What to work on
(1) Answer these questions from the passage on maximal B-factor values:
(a) What is B_max at resolution better than 1.5 Å?
(b) What B_max value is given for the 1.8–2.1 Å resolution range?
(c) Which atoms show the highest B_max values?
(2) Transcribe the passage on maximal B-factor values, starting with "B_max value increase, as" and going on through "for sulfur atoms.".
(3) Pick up the passage on maximal B-factor values after its final sentence and carry it forward.

Page extract
## Start
Based on well controlled data sets, it is possible to estimate the maximal B-factor average values that are compatible with the crystalline solid state (B_max).

B_max value increase, as expected, if resolution decreases. At very high resolution, better than 1.5 Å, B_max is equal to 25 Å2 and it increases to 31, 43, 55, 61, 70, 83, and 80 Å2 in the resolution ranges 1.5–1.8, 1.8–2.1, 2.1–2.4, 2.4–2.7, 2.7–3.0, 3.3–3.3 and > 3.5 Å.

Different B_max values are observed for different types of atoms. They are slightly larger for side-chain atoms than for main-chain atoms and for nitrogen and oxygen atoms than for carbon atoms or sulfur atoms. Highest B_max values are observed for atoms that are systematically solvent exposed and lowest B max values are observed for carbon atoms involved in many covalent bonds with other non-hydrogen atoms of for sulfur atoms.
## End
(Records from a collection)
## Start
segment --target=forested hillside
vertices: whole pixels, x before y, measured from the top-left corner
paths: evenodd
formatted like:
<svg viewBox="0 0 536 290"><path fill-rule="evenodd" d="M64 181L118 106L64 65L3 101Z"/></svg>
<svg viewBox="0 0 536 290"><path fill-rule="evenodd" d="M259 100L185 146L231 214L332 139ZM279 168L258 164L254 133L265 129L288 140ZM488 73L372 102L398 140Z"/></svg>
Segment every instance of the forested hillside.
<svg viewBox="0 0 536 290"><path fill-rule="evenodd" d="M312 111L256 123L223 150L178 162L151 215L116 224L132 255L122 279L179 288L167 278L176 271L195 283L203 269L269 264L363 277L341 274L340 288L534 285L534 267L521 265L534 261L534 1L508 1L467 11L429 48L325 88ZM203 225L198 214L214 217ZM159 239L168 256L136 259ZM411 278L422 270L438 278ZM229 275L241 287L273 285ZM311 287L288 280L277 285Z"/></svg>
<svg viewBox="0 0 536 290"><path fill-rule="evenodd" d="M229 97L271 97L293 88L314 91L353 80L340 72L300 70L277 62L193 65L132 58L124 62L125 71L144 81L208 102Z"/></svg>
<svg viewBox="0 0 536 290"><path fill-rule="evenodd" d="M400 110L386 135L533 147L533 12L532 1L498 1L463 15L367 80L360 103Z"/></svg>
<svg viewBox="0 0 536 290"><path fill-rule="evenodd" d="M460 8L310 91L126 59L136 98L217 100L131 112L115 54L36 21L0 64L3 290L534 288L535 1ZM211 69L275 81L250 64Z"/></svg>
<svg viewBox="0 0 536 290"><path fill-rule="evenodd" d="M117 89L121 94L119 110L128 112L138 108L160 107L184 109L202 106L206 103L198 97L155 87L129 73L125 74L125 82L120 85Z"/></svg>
## End
Answers for the tasks
(1)
(a) 25 Å2
(b) 43 Å2
(c) Atoms that are systematically solvent exposed

(2)
B_max value increase, as expected, if resolution decreases. At very high resolution, better than 1.5 Å, B_max is equal to 25 Å2 and it increases to 31, 43, 55, 61, 70, 83, and 80 Å2 in the resolution ranges 1.5–1.8, 1.8–2.1, 2.1–2.4, 2.4–2.7, 2.7–3.0, 3.3–3.3 and > 3.5 Å.

Different B_max values are observed for different types of atoms. They are slightly larger for side-chain atoms than for main-chain atoms and for nitrogen and oxygen atoms than for carbon atoms or sulfur atoms. Highest B_max values are observed for atoms that are systematically solvent exposed and lowest B max values are observed for carbon atoms involved in many covalent bonds with other non-hydrogen atoms of for sulfur atoms.

(3)
It is mandatory to remember the two main limitations of this approach. On the one hand, the B_max values are extrapolated at pcVol = 100%, while observed pcVol are always smaller than 80%, and, consequently, B_max values might be inaccurate. On the other hand, only a detailed analysis of the electron density map can allow one to decide if the atoms are “visible” despite their uncommonly large B-factors.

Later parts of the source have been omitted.